- _EXERCISE_: Convert the records into a Markdown table with the columns Row and Line, numbering each row and leaving out blank lines.

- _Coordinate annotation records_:

= = = =

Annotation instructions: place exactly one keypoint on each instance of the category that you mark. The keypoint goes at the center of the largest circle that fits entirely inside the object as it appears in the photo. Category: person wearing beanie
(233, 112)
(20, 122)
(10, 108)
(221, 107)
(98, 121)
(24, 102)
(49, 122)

= = = =

- _TASK RESPONSE_:
| Row | Line |
|---|---|
| 1 | Annotation instructions: place exactly one keypoint on each instance of the category that you mark. The keypoint goes at the center of the largest circle that fits entirely inside the object as it appears in the photo. Category: person wearing beanie |
| 2 | (233, 112) |
| 3 | (20, 122) |
| 4 | (10, 108) |
| 5 | (221, 107) |
| 6 | (98, 121) |
| 7 | (24, 102) |
| 8 | (49, 122) |